Written instruction
Copy the records below word for word, from the line containing "1148, row 772." up to and including the line containing "column 1190, row 564".

Exercise data
*****

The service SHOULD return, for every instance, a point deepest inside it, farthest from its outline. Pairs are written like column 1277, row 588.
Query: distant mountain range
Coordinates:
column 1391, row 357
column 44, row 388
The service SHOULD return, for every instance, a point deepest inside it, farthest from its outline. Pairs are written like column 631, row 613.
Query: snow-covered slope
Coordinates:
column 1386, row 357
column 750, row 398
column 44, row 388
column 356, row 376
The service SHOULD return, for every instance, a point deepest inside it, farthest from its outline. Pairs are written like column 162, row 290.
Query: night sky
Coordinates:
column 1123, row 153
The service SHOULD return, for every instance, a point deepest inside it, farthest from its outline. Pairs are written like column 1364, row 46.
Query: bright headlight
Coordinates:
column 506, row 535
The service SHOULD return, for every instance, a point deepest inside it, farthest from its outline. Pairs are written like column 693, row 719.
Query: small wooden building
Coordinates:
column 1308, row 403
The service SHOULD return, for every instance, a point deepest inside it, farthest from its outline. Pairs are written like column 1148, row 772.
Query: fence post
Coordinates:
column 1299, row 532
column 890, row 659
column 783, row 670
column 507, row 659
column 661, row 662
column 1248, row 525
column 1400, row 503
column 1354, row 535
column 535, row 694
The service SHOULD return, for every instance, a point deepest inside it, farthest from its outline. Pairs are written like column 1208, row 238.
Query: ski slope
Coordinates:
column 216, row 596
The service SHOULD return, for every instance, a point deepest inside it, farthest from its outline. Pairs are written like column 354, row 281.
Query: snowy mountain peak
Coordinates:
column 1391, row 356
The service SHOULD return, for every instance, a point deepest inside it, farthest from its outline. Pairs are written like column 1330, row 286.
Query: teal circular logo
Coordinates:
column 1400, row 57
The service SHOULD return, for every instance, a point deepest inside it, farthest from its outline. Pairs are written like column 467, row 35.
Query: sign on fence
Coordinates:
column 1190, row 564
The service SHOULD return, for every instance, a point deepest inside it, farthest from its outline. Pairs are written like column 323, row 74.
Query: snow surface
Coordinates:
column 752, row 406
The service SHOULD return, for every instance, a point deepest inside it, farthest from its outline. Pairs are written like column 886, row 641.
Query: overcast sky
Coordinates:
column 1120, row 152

*****

Reply
The service SHOULD return, for every instance, a point deepest inside it, farthest from its outline. Pairs are written like column 1148, row 772.
Query: fence post
Coordinates:
column 1299, row 532
column 890, row 659
column 783, row 670
column 507, row 659
column 661, row 662
column 1248, row 525
column 1400, row 503
column 1354, row 535
column 535, row 694
The service SHOULD return, for every instance, a point deepest inside it, farthest from its outline. Pairs are written like column 1208, row 238.
Query: ski slope
Coordinates:
column 216, row 596
The service SHOULD return, for every instance, a point deepest inside it, farthest from its outline. Pairs are written like column 354, row 281.
Query: snowy mountain peak
Coordinates:
column 1391, row 356
The service SHOULD return, for every instance, a point deepest inside it, farthest from its outline. Pairs are written like column 1330, row 286.
Query: teal circular logo
Coordinates:
column 1400, row 57
The service SHOULD return, for every instance, a point deepest inside it, farthest from its outline. Pairs are written like column 467, row 35.
Query: sign on fence
Coordinates:
column 1190, row 564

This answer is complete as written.